Material shown START
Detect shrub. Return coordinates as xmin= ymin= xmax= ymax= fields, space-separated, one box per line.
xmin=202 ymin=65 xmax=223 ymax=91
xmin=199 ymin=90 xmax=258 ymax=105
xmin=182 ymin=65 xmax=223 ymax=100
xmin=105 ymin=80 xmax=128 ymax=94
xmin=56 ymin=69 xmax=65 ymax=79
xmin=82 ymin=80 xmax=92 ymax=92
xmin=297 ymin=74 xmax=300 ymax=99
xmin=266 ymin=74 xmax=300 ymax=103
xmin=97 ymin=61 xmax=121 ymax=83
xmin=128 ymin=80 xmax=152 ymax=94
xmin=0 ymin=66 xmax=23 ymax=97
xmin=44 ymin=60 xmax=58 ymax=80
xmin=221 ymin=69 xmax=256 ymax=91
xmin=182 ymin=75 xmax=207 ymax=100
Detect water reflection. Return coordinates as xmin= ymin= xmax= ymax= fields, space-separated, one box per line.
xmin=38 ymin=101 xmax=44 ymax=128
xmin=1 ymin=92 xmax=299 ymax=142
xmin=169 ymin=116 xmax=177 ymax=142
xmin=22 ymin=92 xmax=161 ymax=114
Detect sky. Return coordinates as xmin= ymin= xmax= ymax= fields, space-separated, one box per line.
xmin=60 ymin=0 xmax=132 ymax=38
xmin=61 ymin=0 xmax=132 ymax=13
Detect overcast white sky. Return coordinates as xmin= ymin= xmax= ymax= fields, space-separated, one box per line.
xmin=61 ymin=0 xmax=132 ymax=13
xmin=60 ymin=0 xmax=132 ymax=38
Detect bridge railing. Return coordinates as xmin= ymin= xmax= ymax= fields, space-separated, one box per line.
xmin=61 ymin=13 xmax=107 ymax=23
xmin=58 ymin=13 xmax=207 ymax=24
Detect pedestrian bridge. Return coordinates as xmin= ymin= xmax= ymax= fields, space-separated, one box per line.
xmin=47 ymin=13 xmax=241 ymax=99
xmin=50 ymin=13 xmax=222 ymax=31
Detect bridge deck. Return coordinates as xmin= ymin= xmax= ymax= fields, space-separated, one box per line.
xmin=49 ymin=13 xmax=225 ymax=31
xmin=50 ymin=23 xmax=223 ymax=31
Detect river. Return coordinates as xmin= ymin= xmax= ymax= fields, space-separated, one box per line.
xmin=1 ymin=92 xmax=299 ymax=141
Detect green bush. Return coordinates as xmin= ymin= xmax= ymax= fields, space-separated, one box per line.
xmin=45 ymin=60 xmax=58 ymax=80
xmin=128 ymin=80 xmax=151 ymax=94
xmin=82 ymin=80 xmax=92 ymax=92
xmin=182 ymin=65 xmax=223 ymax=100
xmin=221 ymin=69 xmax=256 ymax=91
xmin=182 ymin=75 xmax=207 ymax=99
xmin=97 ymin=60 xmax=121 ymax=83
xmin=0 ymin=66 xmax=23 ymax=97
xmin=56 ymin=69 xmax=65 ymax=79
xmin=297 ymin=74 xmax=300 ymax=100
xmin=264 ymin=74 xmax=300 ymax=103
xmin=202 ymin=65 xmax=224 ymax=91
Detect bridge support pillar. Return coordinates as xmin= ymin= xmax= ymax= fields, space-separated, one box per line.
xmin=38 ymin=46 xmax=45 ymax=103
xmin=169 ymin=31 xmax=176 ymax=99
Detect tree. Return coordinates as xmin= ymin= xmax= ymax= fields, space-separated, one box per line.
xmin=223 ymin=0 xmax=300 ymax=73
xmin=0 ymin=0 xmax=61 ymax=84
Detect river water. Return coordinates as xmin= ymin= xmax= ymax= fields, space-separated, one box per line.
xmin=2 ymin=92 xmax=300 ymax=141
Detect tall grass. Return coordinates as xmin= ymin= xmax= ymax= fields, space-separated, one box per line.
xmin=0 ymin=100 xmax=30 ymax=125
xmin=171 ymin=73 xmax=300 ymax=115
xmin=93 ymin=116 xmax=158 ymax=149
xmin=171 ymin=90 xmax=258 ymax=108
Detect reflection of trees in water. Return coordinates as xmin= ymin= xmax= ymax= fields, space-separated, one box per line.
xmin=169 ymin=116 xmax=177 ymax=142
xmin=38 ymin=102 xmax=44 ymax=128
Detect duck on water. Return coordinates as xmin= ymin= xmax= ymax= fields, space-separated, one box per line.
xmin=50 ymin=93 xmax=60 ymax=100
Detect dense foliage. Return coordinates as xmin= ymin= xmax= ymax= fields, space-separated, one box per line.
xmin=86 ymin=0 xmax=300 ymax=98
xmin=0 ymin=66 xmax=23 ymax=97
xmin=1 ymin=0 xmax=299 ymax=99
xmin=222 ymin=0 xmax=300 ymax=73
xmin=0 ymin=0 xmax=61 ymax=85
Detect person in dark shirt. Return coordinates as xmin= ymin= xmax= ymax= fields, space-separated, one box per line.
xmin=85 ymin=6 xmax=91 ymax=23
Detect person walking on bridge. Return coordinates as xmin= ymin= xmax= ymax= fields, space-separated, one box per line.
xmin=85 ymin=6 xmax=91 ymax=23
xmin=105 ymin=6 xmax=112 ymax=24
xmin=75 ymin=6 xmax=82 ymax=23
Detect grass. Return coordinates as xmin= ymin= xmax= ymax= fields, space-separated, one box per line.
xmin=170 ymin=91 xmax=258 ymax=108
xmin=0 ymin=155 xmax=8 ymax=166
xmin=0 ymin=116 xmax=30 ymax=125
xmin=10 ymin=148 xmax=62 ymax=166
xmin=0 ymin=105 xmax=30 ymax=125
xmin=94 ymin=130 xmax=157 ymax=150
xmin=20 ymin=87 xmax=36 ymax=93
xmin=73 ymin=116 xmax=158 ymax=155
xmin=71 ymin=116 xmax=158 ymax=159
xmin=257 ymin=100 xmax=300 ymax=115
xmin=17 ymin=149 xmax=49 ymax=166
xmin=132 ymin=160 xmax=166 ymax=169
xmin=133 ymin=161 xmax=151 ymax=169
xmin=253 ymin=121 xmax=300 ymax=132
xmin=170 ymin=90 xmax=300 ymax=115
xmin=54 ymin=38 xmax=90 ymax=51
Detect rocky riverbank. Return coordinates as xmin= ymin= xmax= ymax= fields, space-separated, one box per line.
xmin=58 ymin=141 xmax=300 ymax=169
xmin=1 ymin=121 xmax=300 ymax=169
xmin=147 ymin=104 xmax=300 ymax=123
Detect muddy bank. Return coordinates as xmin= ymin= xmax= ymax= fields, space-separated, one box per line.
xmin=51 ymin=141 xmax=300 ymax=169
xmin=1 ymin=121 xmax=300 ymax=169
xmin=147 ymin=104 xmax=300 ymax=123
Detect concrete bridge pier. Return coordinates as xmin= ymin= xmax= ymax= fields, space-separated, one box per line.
Material shown END
• _Instructions for the task_: Would you transcribe the entire listing above without any deviation?

• _Answer to this exercise_:
Detect shrub. Return coordinates as xmin= ymin= xmax= ymax= fields, space-separated, one box per line.
xmin=202 ymin=65 xmax=223 ymax=91
xmin=199 ymin=90 xmax=258 ymax=105
xmin=182 ymin=65 xmax=223 ymax=100
xmin=105 ymin=80 xmax=128 ymax=94
xmin=56 ymin=69 xmax=65 ymax=79
xmin=82 ymin=80 xmax=92 ymax=92
xmin=297 ymin=74 xmax=300 ymax=99
xmin=266 ymin=74 xmax=300 ymax=103
xmin=97 ymin=61 xmax=121 ymax=83
xmin=128 ymin=80 xmax=152 ymax=94
xmin=0 ymin=66 xmax=23 ymax=97
xmin=44 ymin=60 xmax=58 ymax=80
xmin=221 ymin=69 xmax=256 ymax=91
xmin=182 ymin=75 xmax=207 ymax=100
Detect water reflection. Return coordinates as xmin= ymin= xmax= ymax= fields, space-separated, one box per line.
xmin=38 ymin=101 xmax=44 ymax=128
xmin=1 ymin=92 xmax=299 ymax=142
xmin=169 ymin=116 xmax=177 ymax=142
xmin=22 ymin=92 xmax=161 ymax=114
Detect sky. Return coordinates as xmin= ymin= xmax= ymax= fields, space-separated, one box per line.
xmin=60 ymin=0 xmax=132 ymax=38
xmin=61 ymin=0 xmax=132 ymax=13
Detect overcast white sky. Return coordinates as xmin= ymin= xmax= ymax= fields, space-separated, one box per line.
xmin=61 ymin=0 xmax=132 ymax=13
xmin=60 ymin=0 xmax=132 ymax=38
Detect bridge railing. Return coordinates as xmin= ymin= xmax= ymax= fields, space-separated, one box per line.
xmin=61 ymin=13 xmax=107 ymax=23
xmin=58 ymin=13 xmax=207 ymax=24
Detect pedestrian bridge. Return coordinates as xmin= ymin= xmax= ymax= fields, space-separated, one box per line.
xmin=47 ymin=13 xmax=241 ymax=99
xmin=50 ymin=13 xmax=222 ymax=31
Detect bridge deck. Return coordinates as xmin= ymin= xmax= ymax= fields, space-separated, one box per line.
xmin=49 ymin=13 xmax=225 ymax=31
xmin=50 ymin=23 xmax=223 ymax=31
Detect river. Return coordinates as xmin= ymin= xmax= ymax= fields, space-separated, one box per line.
xmin=1 ymin=92 xmax=299 ymax=141
Detect green bush. Return coordinates as xmin= ymin= xmax= ymax= fields, space-separated, one box per line.
xmin=45 ymin=60 xmax=58 ymax=80
xmin=128 ymin=80 xmax=151 ymax=94
xmin=82 ymin=80 xmax=92 ymax=92
xmin=182 ymin=65 xmax=223 ymax=100
xmin=221 ymin=69 xmax=256 ymax=91
xmin=182 ymin=75 xmax=207 ymax=99
xmin=97 ymin=60 xmax=121 ymax=83
xmin=0 ymin=66 xmax=23 ymax=97
xmin=56 ymin=69 xmax=65 ymax=79
xmin=297 ymin=74 xmax=300 ymax=100
xmin=264 ymin=74 xmax=300 ymax=103
xmin=202 ymin=65 xmax=224 ymax=91
Detect bridge support pillar. Return coordinates as xmin= ymin= xmax= ymax= fields, space-separated, one box per line.
xmin=38 ymin=46 xmax=45 ymax=103
xmin=169 ymin=31 xmax=176 ymax=99
Detect tree. Return coordinates as xmin= ymin= xmax= ymax= fields, space-separated, one box per line.
xmin=223 ymin=0 xmax=300 ymax=73
xmin=0 ymin=0 xmax=61 ymax=84
Detect river water. Return coordinates as xmin= ymin= xmax= ymax= fields, space-separated, one box per line.
xmin=2 ymin=92 xmax=300 ymax=141
Detect tall grass. Return coordinates as xmin= ymin= xmax= ymax= fields, space-separated, one box per line.
xmin=0 ymin=100 xmax=30 ymax=125
xmin=171 ymin=73 xmax=300 ymax=115
xmin=93 ymin=116 xmax=158 ymax=149
xmin=171 ymin=90 xmax=258 ymax=108
Detect reflection of trees in water. Return coordinates as xmin= ymin= xmax= ymax= fields, space-separated, one box per line.
xmin=169 ymin=116 xmax=177 ymax=142
xmin=38 ymin=102 xmax=44 ymax=128
Detect duck on water. Return coordinates as xmin= ymin= xmax= ymax= fields, space-separated, one box per line.
xmin=50 ymin=93 xmax=60 ymax=100
Detect dense foliage. Return coordinates as xmin= ymin= xmax= ymax= fields, space-separated, one box per line.
xmin=86 ymin=0 xmax=300 ymax=98
xmin=0 ymin=66 xmax=23 ymax=97
xmin=1 ymin=0 xmax=299 ymax=99
xmin=222 ymin=0 xmax=300 ymax=73
xmin=0 ymin=0 xmax=61 ymax=85
Detect person in dark shirt. Return coordinates as xmin= ymin= xmax= ymax= fields, space-separated, one box per line.
xmin=85 ymin=6 xmax=91 ymax=23
Detect person walking on bridge. Return coordinates as xmin= ymin= xmax= ymax= fields, space-separated, one box per line.
xmin=85 ymin=6 xmax=91 ymax=23
xmin=105 ymin=6 xmax=112 ymax=24
xmin=75 ymin=6 xmax=82 ymax=23
Detect grass. Return coordinates as xmin= ymin= xmax= ymax= fields, space-separated, one box per line.
xmin=170 ymin=91 xmax=258 ymax=108
xmin=0 ymin=155 xmax=8 ymax=166
xmin=0 ymin=116 xmax=30 ymax=125
xmin=10 ymin=148 xmax=62 ymax=166
xmin=0 ymin=105 xmax=30 ymax=125
xmin=94 ymin=130 xmax=157 ymax=150
xmin=20 ymin=87 xmax=36 ymax=93
xmin=73 ymin=116 xmax=158 ymax=155
xmin=71 ymin=116 xmax=158 ymax=159
xmin=257 ymin=100 xmax=300 ymax=115
xmin=17 ymin=149 xmax=49 ymax=166
xmin=132 ymin=160 xmax=166 ymax=169
xmin=133 ymin=161 xmax=151 ymax=169
xmin=253 ymin=121 xmax=300 ymax=132
xmin=170 ymin=90 xmax=300 ymax=115
xmin=54 ymin=38 xmax=90 ymax=51
Detect rocky riverbank. Return coordinates as xmin= ymin= xmax= ymax= fields, space-separated, one box per line.
xmin=58 ymin=141 xmax=300 ymax=169
xmin=1 ymin=121 xmax=300 ymax=169
xmin=147 ymin=104 xmax=300 ymax=123
Detect muddy bank. Return coordinates as xmin= ymin= xmax= ymax= fields, space-separated, one box per line.
xmin=51 ymin=141 xmax=300 ymax=169
xmin=1 ymin=121 xmax=300 ymax=169
xmin=147 ymin=104 xmax=300 ymax=123
Detect concrete bridge pier. Return coordinates as xmin= ymin= xmax= ymax= fields, space-separated, one box per line.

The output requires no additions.